* **課題**
A: 本文によると、森氏が旧安田信託銀行を経て入社した会社はどこか。
B: 本文のうち「1936年森ビル創業者である」から「は「まだら模様」になります。」までを、両端も含めてそのまま書き写してください。

* **本文**

------------------------------------------------------------

1936年森ビル創業者である森泰吉郎氏の三男として生まれる。慶大経済卒。旧安田信託銀行を経て72年森ビル入社。取締役社長室長として父を支えながら73年森トラスト・ホテルズ&リゾーツを創業。93年森トラスト社長就任。昨年6月より現職。独自の戦略眼を持つ、不動産デベロッパーの長老オーナーである。

――東京・銀座の路線価が「バブル期」を超え、過去最高額になりました。

森 日銀のマイナス金利は今後も当面継続し、「上昇基調」が続くと思います。ただし、少子高齢化を背景に、コンパクトシティ化が加速すれば、価格が上がるのは交通利便性の高い優良物件に限られます。かつての全国あまねくといった「土地バブル」にはなり得ず、不動産市況は「まだら模様」になります。

――1964年の東京五輪の経験から、「山の先に崖が来る」と仰っていますね。

------------------------------------------------------------

[画像に基づくポインティングデータ]
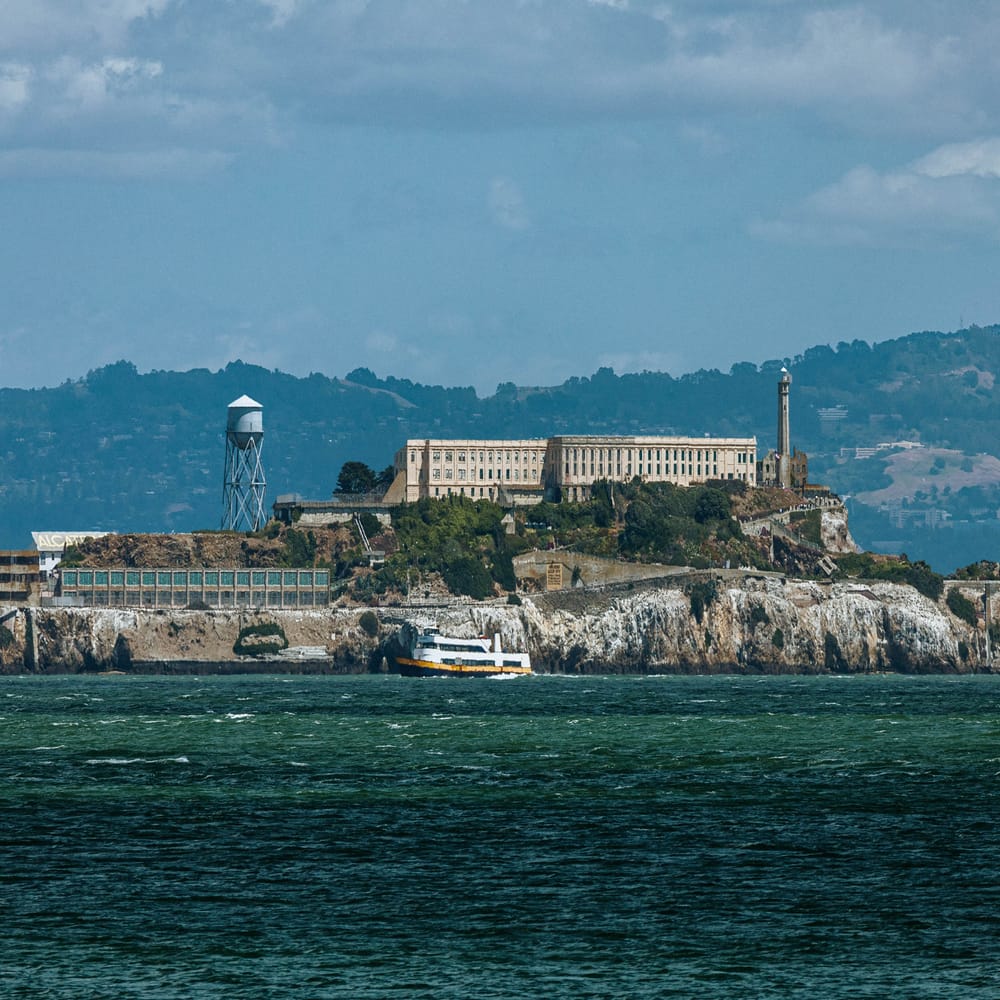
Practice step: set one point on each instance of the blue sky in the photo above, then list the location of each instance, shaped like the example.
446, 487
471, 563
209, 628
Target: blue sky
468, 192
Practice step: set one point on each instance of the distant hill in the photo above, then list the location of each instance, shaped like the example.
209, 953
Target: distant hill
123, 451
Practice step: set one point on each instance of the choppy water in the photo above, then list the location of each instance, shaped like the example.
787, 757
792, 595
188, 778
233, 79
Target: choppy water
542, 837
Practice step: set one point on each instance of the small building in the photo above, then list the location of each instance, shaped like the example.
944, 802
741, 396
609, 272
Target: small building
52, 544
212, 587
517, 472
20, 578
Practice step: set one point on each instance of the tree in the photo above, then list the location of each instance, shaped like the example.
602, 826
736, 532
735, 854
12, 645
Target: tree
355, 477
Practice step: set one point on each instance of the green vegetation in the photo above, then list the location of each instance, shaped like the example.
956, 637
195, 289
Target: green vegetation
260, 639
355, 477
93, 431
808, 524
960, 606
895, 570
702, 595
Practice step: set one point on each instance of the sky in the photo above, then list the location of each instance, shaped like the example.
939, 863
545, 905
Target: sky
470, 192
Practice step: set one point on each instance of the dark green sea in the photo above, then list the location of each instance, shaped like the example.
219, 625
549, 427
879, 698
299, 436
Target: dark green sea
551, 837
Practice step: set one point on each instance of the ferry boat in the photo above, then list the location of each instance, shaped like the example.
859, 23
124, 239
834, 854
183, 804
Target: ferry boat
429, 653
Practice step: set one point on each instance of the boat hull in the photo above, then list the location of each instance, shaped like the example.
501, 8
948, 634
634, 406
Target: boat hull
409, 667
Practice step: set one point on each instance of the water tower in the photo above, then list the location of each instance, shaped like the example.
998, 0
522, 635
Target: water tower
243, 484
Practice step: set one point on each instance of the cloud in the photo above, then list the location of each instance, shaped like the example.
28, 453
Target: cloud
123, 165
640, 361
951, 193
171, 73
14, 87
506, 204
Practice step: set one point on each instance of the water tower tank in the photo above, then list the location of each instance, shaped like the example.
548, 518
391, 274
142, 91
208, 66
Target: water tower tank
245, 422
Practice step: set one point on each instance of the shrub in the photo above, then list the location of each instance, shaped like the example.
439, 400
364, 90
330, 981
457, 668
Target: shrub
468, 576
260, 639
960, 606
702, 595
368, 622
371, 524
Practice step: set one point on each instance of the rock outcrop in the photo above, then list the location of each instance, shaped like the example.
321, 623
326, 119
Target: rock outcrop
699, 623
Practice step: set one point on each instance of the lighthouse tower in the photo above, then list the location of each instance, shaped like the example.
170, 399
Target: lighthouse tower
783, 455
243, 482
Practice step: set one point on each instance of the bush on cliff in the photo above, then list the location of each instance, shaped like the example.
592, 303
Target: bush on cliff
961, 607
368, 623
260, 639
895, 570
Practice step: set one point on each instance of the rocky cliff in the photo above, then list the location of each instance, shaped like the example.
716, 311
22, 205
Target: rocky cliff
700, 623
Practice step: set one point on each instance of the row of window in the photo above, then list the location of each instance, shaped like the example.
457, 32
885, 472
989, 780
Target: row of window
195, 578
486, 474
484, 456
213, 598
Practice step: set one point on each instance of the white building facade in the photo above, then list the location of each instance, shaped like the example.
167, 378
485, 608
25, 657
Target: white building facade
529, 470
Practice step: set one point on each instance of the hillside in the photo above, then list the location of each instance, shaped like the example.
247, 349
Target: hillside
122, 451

------------------------------------------------------------

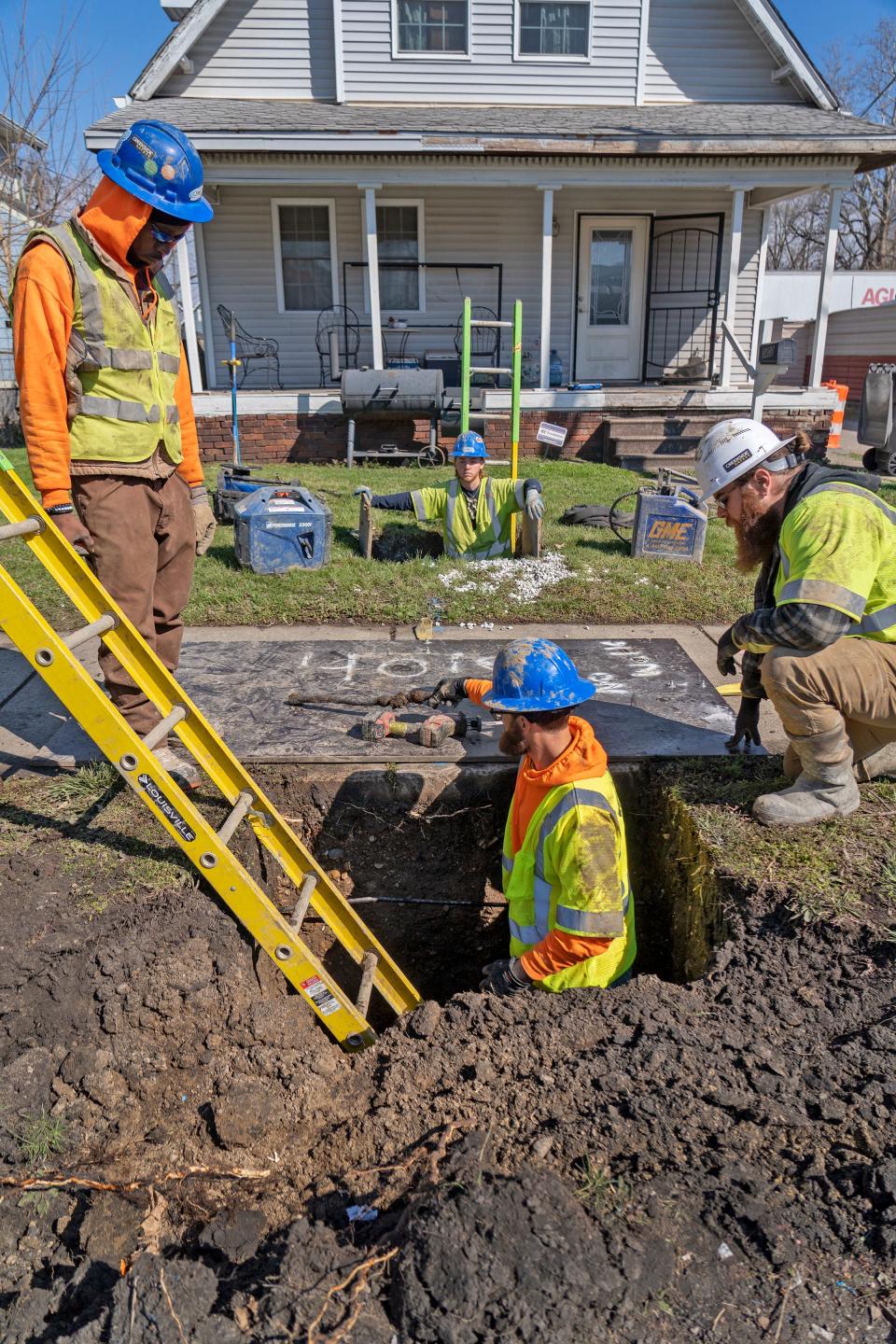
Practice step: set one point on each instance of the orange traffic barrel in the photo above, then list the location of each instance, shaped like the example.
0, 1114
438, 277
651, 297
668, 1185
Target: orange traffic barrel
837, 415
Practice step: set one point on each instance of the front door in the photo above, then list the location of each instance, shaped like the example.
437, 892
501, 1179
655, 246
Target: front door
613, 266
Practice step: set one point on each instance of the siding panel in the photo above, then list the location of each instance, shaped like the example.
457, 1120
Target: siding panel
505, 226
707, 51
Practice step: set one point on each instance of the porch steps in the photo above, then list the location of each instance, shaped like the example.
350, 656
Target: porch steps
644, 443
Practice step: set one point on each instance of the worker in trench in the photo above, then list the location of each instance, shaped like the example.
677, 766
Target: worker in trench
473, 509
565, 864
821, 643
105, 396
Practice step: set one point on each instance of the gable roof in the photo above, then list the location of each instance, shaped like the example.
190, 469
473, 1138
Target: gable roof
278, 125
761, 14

------------------------------------------------------------

* **解答**
A: 森ビル

B:
1936年森ビル創業者である森泰吉郎氏の三男として生まれる。慶大経済卒。旧安田信託銀行を経て72年森ビル入社。取締役社長室長として父を支えながら73年森トラスト・ホテルズ&リゾーツを創業。93年森トラスト社長就任。昨年6月より現職。独自の戦略眼を持つ、不動産デベロッパーの長老オーナーである。

――東京・銀座の路線価が「バブル期」を超え、過去最高額になりました。

森 日銀のマイナス金利は今後も当面継続し、「上昇基調」が続くと思います。ただし、少子高齢化を背景に、コンパクトシティ化が加速すれば、価格が上がるのは交通利便性の高い優良物件に限られます。かつての全国あまねくといった「土地バブル」にはなり得ず、不動産市況は「まだら模様」になります。